In the blog post below about getting back on track after a vacation, how many flights of stairs did the writer climb, and how many push-ups were done at the top?
#### DOCUMENT
08 Thursday Sep 2016

Posted by Heather Irwin in Seeking Health Now

≈ 1 Comment

Tags

Back on Track, Diet, Exercise, Exhaustion, losing weight, nutrition, Vacation, Weight Loss

I went on vacation recently. This came after a few very stressful months at work that included a job change. I had planned on staying “on track” during vacation, I didn’t plan on taking a vacation from my healthy habits. I was doing another monthly challenge with some friends and I was determined to come-out as a winner.

I didn’t.

And, I went on VACATION. I ate cake, fast food, chips, chocolate, treats, etc. and I stopped working out.

Oh, and I stopped writing.

Obviously.

I don’t know what it is about vacations, but when I arrived at my parent’s house I was EXHAUSTED.
I spent most of my time, when not looking after my son, or doing something with my family, too exhausted to think, let alone move.

This exhaustion and vacation lifestyle has remained even after we returned home. We’ve been home for 2 weeks, as of tomorrow, and I haven’t been eating normally or exercising.

Having said that, I have been trying to be mindful of what I’m eating and how much (as I was on vacation) and I have done a lot of walking.

But, yesterday I was thinking about this vacation that I never wanted from my healthy habits and how it seemed to refuse to go away and realized that I just needed to take the power back and tell it that it was over between us.

So, today I did just that.

I’m busy at work, lots of adjustments to the new position, things to learn, stuff to sort-out and tidy-up, etc. We have a huge event on October 4th for which I am responsible and the list goes on…

My little alarm popped-up on my screen saying: “STAIRS!!! Or 7 min w/o!!!” reminding me to either climb the stairs in the building or do a 7-minute workout, yoga, or something to get up and move.

For the past 3 weeks of work, I have been snoozing these alarms endlessly and not taking the time to do my workouts.

I decided today that I wasn’t going to let this happen anymore. I hit “snooze” one more time (because I like the satisfaction of clicking “Done” once I’ve actually done it and not before), grabbed my keys and headed to the stairs.

I huffed and puffed up 8 flights. Got to the top, did 22 push-ups and a few stretches, and then headed back down to my office.
And I feel spectacular.

I am already making plans to ensure that my afternoon exercise break also happens today.

So, bye-bye vacation. It’s been grand, but it’s over now.

Oh, and ‘Hello, Everyone!’ I’ve missed ya.
########
#### DATASET EXTRACT
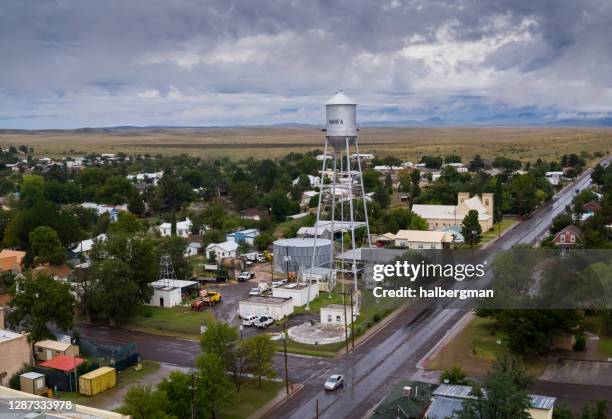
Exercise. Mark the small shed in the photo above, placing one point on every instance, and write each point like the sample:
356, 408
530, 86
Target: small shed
########
- _COMPLETED EXERCISE_
8 flights, then 22 push-ups.